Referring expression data
== Segment start ==
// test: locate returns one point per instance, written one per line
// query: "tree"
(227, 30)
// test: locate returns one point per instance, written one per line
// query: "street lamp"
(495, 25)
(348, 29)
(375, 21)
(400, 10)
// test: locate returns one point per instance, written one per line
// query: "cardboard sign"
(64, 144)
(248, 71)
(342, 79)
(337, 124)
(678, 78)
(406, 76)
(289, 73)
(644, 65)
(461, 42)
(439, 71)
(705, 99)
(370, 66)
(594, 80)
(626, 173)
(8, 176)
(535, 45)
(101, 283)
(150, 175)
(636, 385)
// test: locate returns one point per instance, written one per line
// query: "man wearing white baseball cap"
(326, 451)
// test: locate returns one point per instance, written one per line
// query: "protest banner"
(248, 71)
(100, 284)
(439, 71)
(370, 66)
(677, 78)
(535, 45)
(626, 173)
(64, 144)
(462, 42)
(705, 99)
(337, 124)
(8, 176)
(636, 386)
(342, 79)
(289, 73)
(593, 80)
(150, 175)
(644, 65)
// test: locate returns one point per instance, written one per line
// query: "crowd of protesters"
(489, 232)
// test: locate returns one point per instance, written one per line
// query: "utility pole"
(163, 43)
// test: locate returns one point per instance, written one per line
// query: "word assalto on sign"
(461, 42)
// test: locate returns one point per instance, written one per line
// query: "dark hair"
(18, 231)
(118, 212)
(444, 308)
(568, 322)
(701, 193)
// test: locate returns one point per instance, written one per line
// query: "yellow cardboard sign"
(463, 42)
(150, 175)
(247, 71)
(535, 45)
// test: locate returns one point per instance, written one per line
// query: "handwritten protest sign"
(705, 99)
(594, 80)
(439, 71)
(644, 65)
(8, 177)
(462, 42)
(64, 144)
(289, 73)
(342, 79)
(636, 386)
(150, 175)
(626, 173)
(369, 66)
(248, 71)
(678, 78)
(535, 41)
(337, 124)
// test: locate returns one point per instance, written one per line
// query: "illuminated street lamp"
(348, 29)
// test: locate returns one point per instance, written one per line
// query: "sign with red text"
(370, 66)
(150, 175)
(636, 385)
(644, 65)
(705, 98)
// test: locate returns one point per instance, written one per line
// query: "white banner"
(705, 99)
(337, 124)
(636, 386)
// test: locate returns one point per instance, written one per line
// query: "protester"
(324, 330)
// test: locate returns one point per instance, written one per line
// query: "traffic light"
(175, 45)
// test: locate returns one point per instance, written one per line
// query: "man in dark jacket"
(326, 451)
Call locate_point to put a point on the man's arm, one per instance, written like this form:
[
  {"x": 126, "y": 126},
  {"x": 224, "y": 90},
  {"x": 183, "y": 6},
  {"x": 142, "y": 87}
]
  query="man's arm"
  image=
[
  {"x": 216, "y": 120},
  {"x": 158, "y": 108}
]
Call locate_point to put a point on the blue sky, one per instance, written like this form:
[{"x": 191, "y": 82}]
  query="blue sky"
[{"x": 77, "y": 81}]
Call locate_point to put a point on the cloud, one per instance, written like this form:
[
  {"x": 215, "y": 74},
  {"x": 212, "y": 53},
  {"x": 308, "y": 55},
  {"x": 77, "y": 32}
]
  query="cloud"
== Segment end ==
▸ **Task prompt**:
The word "Call" appears in some lines above. Return every one of those lines.

▸ **Output of the exercise**:
Call locate_point to put a point on the man's arm, one per instance, written like this form:
Call locate_point to put a point on the blue sky, one per instance, written like this form:
Call locate_point to put a point on the cloud, one per instance, written like this form:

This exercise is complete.